_EXTRACT PROVIDED:_
----------

Reverend Samuel alerts Annie that Henry escaped from border state Tennessee which is not covered in the Emancipation Proclamation. Thus, when Henry says he can’t go to Canada, but must wait for Angelina Baker, the Reverend fears for all of them. Nevertheless, guided by faith and Nelly’s extension of grace to Washington Henry, their community stands together and Owen and Henry bunk congenially in a tiny room above Paradise Square saloon.
Additionally, stranger Milton Moore (Jacob Fishel), arrives in their society to beg Nelly for a job. Moore, an excellent piano player with a drinking problem, appears legitimate, so Nelly makes a bargain with him and arranges for Owen, Henry and Moore to create dance and song entertainments to earn their keep. The dancing and singing to a cool multi-ethnic version of “Camptown Races” effected by Henry and Owen who are friendly competitors at this juncture, show the prodigious singing and dancing talents of Shively and Dupont. Guided by Bill T. Jones’ brilliant, energetic and enlightened choreography, the dancing in this production is thematic and symbolic, with unique stylized flourishes that shine a light on the exceptional talents of the principals and the ensemble.

----------

_INFORMATION PROVIDED:_
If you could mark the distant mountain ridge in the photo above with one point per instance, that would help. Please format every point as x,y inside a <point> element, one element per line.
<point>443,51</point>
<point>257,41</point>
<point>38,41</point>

----------

_THE TASK:_ Could you repeat, word for word, the part of the Paradise Square review from "Additionally, stranger Milton" to "and the ensemble."?

_ANSWER FOR THE TASK:_
Additionally, stranger Milton Moore (Jacob Fishel), arrives in their society to beg Nelly for a job. Moore, an excellent piano player with a drinking problem, appears legitimate, so Nelly makes a bargain with him and arranges for Owen, Henry and Moore to create dance and song entertainments to earn their keep. The dancing and singing to a cool multi-ethnic version of “Camptown Races” effected by Henry and Owen who are friendly competitors at this juncture, show the prodigious singing and dancing talents of Shively and Dupont. Guided by Bill T. Jones’ brilliant, energetic and enlightened choreography, the dancing in this production is thematic and symbolic, with unique stylized flourishes that shine a light on the exceptional talents of the principals and the ensemble.